Food chain ‘playing Russian roulette’

Leaders of supply chain businesses are playing Russian roulette with consumer health and their brand reputations by failing to make food safety an urgent, top priority.


That was the stark warning from Patrick Wall, professor of public health at University College, Dublin, speaking to more than 2,000 global supply chain chiefs at the recent Alltech Symposium in Kentucky, USA.


Prof Wall called for the boards of major producers, retailers, manufacturers and processors to start talking about food safety daily and embedding it in the culture of their organisations.


“It is much cheaper to prevent a crisis than to try to recover from one. It takes millions (of pounds) to build a brand, but a single incident can do irreparable damage,” he said. “You need a plan and must be proactive. Safety is not something to gamble. If you don’t manage the risk, you are playing Russian roulette with your business.”


The former chairman of the European Food Safety Authority, who is also an adviser to Moy Park and Dawn Farms, told delegates that the horsemeat scandal in Europe had broken trust with consumers, cost the food industry dearly and hurt respected companies that were implicated, such as Tesco, Birdseye, Nestle, Ikea and Findus.
###
## Exercise task 1
In the food safety article, how many global supply chain chiefs did Patrick Wall address at the Alltech Symposium?
The food safety article has no connection to the records that come after it.
###
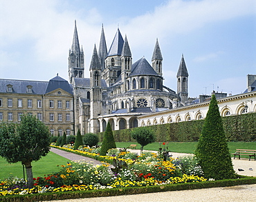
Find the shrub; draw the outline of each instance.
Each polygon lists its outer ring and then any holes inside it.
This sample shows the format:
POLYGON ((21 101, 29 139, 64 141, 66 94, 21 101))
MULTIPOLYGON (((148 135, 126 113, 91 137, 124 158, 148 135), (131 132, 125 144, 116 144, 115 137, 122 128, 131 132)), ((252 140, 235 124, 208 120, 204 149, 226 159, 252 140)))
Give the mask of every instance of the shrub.
POLYGON ((115 140, 112 133, 111 127, 109 122, 108 122, 106 131, 104 134, 102 145, 101 146, 100 154, 105 156, 107 150, 112 148, 116 148, 115 140))
POLYGON ((212 96, 196 156, 205 178, 235 178, 235 171, 215 95, 212 96))
POLYGON ((68 135, 66 137, 66 143, 73 145, 75 141, 75 135, 68 135))
POLYGON ((83 145, 83 142, 82 142, 82 135, 81 135, 81 133, 80 133, 80 130, 78 129, 77 134, 76 137, 75 137, 74 150, 75 150, 78 149, 79 146, 82 145, 83 145))
POLYGON ((83 137, 84 144, 91 148, 95 146, 99 142, 98 135, 93 133, 86 133, 83 137))

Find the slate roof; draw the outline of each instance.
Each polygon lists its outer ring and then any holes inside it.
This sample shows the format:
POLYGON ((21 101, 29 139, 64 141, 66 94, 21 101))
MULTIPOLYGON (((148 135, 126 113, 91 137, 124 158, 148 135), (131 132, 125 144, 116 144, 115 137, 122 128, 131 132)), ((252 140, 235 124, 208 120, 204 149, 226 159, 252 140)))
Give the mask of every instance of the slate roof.
POLYGON ((144 58, 141 58, 131 66, 131 71, 129 77, 136 75, 156 75, 158 74, 149 65, 147 61, 144 58))
MULTIPOLYGON (((12 93, 27 93, 27 86, 32 86, 32 94, 43 94, 48 81, 25 81, 0 79, 0 92, 7 92, 7 85, 12 85, 12 93)), ((10 92, 8 92, 10 93, 10 92)))
POLYGON ((118 28, 110 46, 108 56, 121 55, 123 45, 124 39, 118 28))
POLYGON ((179 70, 177 72, 177 77, 188 77, 188 70, 186 67, 186 64, 185 63, 183 54, 181 57, 181 61, 180 63, 180 65, 179 67, 179 70))
POLYGON ((49 81, 46 89, 45 94, 52 92, 58 88, 61 88, 66 92, 73 94, 72 85, 68 83, 68 81, 62 79, 57 75, 49 81))

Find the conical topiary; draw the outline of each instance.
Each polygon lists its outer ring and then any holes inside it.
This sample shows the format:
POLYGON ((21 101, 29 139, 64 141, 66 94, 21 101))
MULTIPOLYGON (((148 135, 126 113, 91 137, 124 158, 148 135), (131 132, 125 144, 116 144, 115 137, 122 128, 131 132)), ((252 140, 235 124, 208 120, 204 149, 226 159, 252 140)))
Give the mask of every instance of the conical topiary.
POLYGON ((214 94, 212 96, 196 156, 205 178, 224 179, 235 177, 214 94))
POLYGON ((84 143, 82 142, 82 136, 81 136, 80 130, 78 129, 77 134, 76 134, 76 137, 75 137, 74 150, 78 149, 79 146, 82 145, 84 143))
POLYGON ((61 147, 62 147, 64 145, 66 145, 66 132, 64 132, 63 134, 62 139, 62 143, 60 145, 61 147))
POLYGON ((106 131, 104 134, 102 145, 100 148, 100 154, 102 156, 106 155, 107 150, 112 148, 116 148, 116 142, 113 139, 111 126, 108 122, 106 131))

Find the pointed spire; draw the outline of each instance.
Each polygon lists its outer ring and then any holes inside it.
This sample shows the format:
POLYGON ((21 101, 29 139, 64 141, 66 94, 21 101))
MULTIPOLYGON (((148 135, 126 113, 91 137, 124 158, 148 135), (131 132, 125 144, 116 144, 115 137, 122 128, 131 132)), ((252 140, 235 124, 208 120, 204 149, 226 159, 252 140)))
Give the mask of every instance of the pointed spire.
POLYGON ((99 46, 99 59, 100 59, 100 65, 102 69, 104 69, 104 60, 107 57, 107 45, 106 45, 105 34, 104 33, 104 28, 103 28, 103 24, 102 24, 102 28, 101 30, 100 46, 99 46))
POLYGON ((112 44, 109 48, 108 56, 121 55, 123 45, 124 39, 120 32, 119 28, 118 28, 115 37, 112 41, 112 44))
POLYGON ((124 46, 122 46, 121 56, 131 57, 131 52, 130 47, 129 46, 128 40, 126 34, 125 38, 124 46))
POLYGON ((75 30, 74 30, 74 35, 73 37, 73 43, 71 50, 73 52, 76 52, 78 54, 80 53, 80 48, 79 46, 79 41, 78 41, 78 34, 77 34, 77 30, 76 28, 76 20, 75 20, 75 30))
POLYGON ((152 61, 154 61, 154 60, 163 60, 162 53, 160 50, 160 46, 159 46, 158 39, 156 39, 155 49, 154 50, 152 59, 152 61))
POLYGON ((90 65, 90 70, 92 69, 93 70, 101 70, 100 67, 100 60, 99 60, 99 57, 98 56, 98 52, 97 52, 97 48, 96 48, 96 45, 94 44, 94 49, 93 49, 93 56, 91 57, 91 65, 90 65))
POLYGON ((183 54, 182 54, 180 66, 177 72, 177 77, 188 77, 186 64, 185 63, 183 54))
###
## Exercise task 2
Transcribe the part of the records that opens with the line containing "Find the pointed" and runs through the end of the records.

## Worked solution 1
More than 2,000.

## Worked solution 2
Find the pointed spire; draw the outline of each instance.
Each polygon lists its outer ring and then any holes inside it.
This sample shows the format:
POLYGON ((21 101, 29 139, 64 141, 66 94, 21 101))
MULTIPOLYGON (((148 135, 126 113, 91 137, 124 158, 148 135), (131 132, 125 144, 116 144, 115 137, 122 128, 131 132)), ((252 140, 235 124, 208 120, 204 149, 226 159, 252 140)))
Give the mask of every instance of the pointed spire.
POLYGON ((99 46, 99 59, 100 59, 100 65, 102 69, 104 69, 104 60, 107 57, 107 45, 106 45, 105 34, 104 33, 104 28, 103 28, 103 24, 102 24, 102 28, 101 30, 100 46, 99 46))
POLYGON ((112 44, 109 48, 108 56, 121 55, 123 45, 124 39, 120 32, 119 28, 118 28, 115 37, 112 41, 112 44))
POLYGON ((124 46, 122 46, 121 56, 131 57, 131 52, 130 47, 129 46, 128 40, 126 34, 125 38, 124 46))
POLYGON ((75 30, 74 30, 74 35, 73 37, 73 43, 71 50, 73 52, 76 52, 78 54, 80 53, 80 48, 79 46, 79 41, 78 41, 78 34, 77 34, 77 30, 76 28, 76 20, 75 20, 75 30))
POLYGON ((152 61, 154 61, 154 60, 163 60, 162 53, 160 50, 160 46, 159 46, 158 39, 156 39, 155 49, 154 50, 152 59, 152 61))
POLYGON ((90 65, 90 70, 92 69, 93 70, 101 70, 100 67, 100 60, 99 60, 99 57, 98 56, 98 52, 97 52, 97 48, 96 48, 96 45, 94 44, 94 49, 93 49, 93 56, 91 57, 91 65, 90 65))
POLYGON ((183 54, 182 54, 180 66, 177 72, 177 77, 188 77, 186 64, 185 63, 183 54))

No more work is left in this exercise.